→ **EXERCISE DIRECTIONS**:
Write out these rows as a numbered list, leaving out blank lines and the pictures.

→ **SUPPLIED MATERIAL**:
· · ·
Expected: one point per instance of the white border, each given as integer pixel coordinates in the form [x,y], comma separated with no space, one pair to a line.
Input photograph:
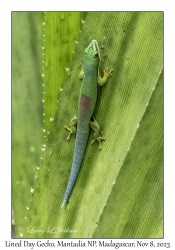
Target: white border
[5,95]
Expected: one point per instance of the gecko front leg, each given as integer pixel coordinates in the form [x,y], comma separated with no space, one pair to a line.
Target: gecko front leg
[97,135]
[73,126]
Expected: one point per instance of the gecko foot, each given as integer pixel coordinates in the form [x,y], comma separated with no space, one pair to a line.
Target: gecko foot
[99,139]
[70,132]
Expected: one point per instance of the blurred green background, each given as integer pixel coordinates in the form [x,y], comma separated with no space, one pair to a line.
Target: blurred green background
[27,106]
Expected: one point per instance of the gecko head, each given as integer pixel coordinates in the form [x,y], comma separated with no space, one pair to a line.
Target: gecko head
[92,53]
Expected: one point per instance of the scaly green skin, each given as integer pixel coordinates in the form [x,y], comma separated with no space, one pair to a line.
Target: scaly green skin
[87,102]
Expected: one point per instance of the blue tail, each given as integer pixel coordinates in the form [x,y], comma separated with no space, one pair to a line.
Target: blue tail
[80,146]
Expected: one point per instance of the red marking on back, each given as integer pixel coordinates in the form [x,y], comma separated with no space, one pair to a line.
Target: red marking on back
[84,105]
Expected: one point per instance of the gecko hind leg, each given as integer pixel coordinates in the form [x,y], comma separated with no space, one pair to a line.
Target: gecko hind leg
[97,135]
[73,126]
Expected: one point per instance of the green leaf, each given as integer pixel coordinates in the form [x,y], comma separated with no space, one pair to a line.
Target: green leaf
[27,108]
[61,34]
[119,191]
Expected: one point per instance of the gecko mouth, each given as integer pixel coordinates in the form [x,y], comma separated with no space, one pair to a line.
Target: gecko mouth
[93,47]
· · ·
→ **FINAL ANSWER**:
1. Expected: one point per instance of the white border, each given as integer pixel coordinates in the form [x,y], comma separated with no space, one pair to a line.
2. Input photograph:
3. Target: white border
4. [5,95]
5. Expected: one point per instance of the gecko front leg, each given as integer pixel coordinates in the form [x,y], comma separated with no space, one pair to a line.
6. Target: gecko front leg
7. [97,135]
8. [73,126]
9. Expected: one point per instance of the gecko foot, each given as integer pixel coordinates in the form [x,y], comma separated with no space, one pair to a line.
10. Target: gecko foot
11. [99,139]
12. [70,132]
13. Expected: one point per instance of the blurred green background, each given as integer pixel coordinates in the form [x,y], comma separated with no space, one pair to a line.
14. Target: blurred green background
15. [27,106]
16. Expected: one point per instance of the gecko head, each given as integer pixel coordinates in the form [x,y], comma separated with no space, one pair to a line.
17. Target: gecko head
18. [92,53]
19. Expected: one point per instance of the scaly green skin, each given as integer pixel coordinates in the form [x,y], comma separated with no space, one pair to a line.
20. Target: scaly green skin
21. [87,102]
22. Expected: one point per instance of the blue tail, each given as integer pixel coordinates in the form [x,y], comma separated with no space, one pair to a line.
23. Target: blue tail
24. [80,146]
25. Expected: one point per instance of the red marking on back, each given as integer pixel coordinates in the form [x,y], comma separated with no space, one pair to a line.
26. Target: red marking on back
27. [84,105]
28. Expected: one point per instance of the gecko hind leg, each given as integer pixel coordinates in the form [x,y], comma separated with no space, one pair to a line.
29. Target: gecko hind leg
30. [97,135]
31. [73,126]
32. Expected: one point per instance of the green leaf, each given as integer pixel coordinates in the form [x,y], comma separated with no space, one pair to a line.
33. Target: green leaf
34. [27,108]
35. [61,34]
36. [119,191]
37. Expected: one point per instance of the gecko mouth, each given as integer pixel coordinates in the form [x,y], comma separated with no space, one pair to a line.
38. Target: gecko mouth
39. [93,47]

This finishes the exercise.